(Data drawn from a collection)
◇ ◇ ◇ ◇ ◇

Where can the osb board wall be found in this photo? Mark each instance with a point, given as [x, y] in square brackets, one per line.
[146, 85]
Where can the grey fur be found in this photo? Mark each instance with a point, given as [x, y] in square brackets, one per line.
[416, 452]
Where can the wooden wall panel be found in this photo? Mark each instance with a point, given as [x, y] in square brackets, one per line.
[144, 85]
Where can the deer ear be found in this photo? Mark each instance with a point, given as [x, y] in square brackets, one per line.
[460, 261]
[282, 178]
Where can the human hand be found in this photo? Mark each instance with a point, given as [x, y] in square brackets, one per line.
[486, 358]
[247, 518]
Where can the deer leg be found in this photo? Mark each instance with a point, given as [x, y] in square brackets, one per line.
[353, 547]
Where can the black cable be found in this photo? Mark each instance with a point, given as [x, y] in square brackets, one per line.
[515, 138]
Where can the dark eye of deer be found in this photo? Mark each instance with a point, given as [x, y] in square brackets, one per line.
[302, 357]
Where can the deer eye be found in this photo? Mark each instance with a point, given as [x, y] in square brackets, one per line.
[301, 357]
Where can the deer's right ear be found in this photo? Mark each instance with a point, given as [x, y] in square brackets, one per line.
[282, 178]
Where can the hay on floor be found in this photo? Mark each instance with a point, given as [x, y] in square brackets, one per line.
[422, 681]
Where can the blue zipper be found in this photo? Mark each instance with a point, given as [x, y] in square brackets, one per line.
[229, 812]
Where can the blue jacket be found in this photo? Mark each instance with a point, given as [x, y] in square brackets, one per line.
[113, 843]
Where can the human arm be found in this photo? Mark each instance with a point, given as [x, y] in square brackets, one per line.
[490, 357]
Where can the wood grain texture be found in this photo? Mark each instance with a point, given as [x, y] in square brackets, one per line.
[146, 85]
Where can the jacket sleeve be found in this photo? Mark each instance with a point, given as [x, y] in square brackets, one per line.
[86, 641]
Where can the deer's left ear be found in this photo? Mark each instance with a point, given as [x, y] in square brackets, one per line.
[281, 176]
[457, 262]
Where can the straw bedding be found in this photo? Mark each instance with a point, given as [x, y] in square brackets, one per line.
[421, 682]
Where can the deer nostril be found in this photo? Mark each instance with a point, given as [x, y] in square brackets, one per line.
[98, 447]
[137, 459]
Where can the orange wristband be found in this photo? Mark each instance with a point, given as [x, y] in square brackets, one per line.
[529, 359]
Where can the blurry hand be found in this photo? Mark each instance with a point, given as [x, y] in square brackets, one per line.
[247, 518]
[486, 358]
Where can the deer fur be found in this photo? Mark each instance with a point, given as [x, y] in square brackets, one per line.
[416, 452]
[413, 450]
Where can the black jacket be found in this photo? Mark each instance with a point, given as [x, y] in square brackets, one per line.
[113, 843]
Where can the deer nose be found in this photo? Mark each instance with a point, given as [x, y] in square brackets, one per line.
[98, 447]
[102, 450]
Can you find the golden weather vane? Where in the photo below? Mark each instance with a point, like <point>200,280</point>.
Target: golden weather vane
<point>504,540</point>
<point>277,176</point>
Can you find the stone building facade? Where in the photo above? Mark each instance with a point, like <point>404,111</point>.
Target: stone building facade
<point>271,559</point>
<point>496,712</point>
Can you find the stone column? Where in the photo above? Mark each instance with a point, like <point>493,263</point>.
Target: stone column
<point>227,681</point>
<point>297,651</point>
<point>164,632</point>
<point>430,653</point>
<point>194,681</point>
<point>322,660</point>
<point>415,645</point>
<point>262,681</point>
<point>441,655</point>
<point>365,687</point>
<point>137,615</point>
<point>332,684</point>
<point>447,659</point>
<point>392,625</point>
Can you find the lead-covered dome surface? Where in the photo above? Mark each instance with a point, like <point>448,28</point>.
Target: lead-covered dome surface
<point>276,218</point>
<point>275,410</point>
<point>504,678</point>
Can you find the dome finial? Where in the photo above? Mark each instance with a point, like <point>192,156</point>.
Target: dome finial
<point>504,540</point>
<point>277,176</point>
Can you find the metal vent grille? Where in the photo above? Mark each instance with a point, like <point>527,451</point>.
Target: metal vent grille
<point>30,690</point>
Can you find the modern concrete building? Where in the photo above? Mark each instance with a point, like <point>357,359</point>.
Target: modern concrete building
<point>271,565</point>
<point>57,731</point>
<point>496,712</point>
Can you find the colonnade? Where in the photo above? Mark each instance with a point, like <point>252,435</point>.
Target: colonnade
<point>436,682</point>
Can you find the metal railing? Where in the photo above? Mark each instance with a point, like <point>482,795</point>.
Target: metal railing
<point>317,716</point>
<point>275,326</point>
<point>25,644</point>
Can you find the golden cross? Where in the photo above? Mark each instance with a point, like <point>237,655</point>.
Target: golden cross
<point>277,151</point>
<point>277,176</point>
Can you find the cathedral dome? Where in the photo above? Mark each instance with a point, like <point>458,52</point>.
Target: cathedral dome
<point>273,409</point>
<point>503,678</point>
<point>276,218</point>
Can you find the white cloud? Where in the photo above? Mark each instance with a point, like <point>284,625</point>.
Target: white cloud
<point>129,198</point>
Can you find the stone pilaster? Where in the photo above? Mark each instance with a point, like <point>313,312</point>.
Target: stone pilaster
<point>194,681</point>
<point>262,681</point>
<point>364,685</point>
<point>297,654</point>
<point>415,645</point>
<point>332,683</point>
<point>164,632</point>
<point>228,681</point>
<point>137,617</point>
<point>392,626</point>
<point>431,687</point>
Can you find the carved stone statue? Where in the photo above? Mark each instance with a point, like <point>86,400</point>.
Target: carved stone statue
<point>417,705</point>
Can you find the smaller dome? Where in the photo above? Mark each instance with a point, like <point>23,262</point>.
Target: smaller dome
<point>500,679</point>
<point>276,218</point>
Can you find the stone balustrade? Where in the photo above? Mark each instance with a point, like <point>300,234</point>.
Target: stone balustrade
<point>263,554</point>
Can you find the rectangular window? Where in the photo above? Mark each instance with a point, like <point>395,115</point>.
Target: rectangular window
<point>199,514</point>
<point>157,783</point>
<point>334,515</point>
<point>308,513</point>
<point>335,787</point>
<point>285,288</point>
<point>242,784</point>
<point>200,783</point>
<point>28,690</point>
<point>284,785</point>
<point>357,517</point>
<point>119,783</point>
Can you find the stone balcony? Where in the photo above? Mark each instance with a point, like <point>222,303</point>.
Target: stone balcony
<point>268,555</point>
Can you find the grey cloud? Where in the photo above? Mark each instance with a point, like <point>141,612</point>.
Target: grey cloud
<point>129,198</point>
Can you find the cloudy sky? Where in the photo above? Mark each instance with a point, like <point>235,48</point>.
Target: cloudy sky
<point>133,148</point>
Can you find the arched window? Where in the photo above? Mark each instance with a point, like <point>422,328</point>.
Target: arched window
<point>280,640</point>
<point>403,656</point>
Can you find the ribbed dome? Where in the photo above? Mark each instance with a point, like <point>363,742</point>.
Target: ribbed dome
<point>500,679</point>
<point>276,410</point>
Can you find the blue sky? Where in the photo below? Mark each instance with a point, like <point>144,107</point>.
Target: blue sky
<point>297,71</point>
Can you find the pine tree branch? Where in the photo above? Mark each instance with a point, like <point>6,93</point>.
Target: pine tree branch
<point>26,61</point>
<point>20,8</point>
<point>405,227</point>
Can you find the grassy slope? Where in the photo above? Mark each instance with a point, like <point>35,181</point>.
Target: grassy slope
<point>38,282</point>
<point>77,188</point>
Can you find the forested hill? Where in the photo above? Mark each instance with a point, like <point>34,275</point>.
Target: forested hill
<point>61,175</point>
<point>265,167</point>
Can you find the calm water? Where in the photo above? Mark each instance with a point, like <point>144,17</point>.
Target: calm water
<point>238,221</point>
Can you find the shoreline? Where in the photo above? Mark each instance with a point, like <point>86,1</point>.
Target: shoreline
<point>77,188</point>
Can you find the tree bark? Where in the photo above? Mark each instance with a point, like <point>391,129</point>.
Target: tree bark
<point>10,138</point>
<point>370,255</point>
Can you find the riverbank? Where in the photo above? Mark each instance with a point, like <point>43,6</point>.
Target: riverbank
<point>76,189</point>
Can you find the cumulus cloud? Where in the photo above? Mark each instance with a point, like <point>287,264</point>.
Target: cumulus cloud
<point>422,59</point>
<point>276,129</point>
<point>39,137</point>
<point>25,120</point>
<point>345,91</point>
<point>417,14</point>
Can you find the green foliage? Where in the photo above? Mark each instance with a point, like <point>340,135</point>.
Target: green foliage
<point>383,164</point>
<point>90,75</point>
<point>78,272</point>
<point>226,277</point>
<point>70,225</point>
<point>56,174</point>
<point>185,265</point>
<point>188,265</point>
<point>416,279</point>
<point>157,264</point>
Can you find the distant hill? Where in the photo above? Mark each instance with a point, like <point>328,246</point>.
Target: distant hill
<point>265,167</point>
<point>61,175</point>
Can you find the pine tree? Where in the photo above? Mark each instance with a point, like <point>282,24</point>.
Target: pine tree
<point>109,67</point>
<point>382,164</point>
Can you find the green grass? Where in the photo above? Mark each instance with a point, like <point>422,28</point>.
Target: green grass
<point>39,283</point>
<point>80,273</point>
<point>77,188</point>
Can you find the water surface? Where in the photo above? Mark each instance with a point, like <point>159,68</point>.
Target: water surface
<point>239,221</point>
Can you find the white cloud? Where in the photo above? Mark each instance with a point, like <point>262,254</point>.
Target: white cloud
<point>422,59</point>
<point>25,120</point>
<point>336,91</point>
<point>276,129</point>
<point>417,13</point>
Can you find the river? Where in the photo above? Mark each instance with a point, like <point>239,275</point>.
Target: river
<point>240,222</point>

◇ ◇ ◇ ◇ ◇

» What this task involves:
Write out everything in the records from the line containing "Can you find the stone balcony?" down to the line containing "<point>133,148</point>", both included, adding 16 to each coordinate in the answer points. Leave all other lines unchanged, including the sample points that show the format.

» Problem solution:
Can you find the stone balcony? Where in the photo above? Mark each instance with a point, like <point>222,303</point>.
Target: stone balcony
<point>284,571</point>
Can you find the grey cloud? Where in the photo above? Mark each instance with a point, like <point>141,612</point>.
Target: grey cloud
<point>145,214</point>
Can you find the cloudy sky? Where in the photo above? Mark each instance with a point, like <point>235,48</point>.
Target: cloudy sky
<point>149,164</point>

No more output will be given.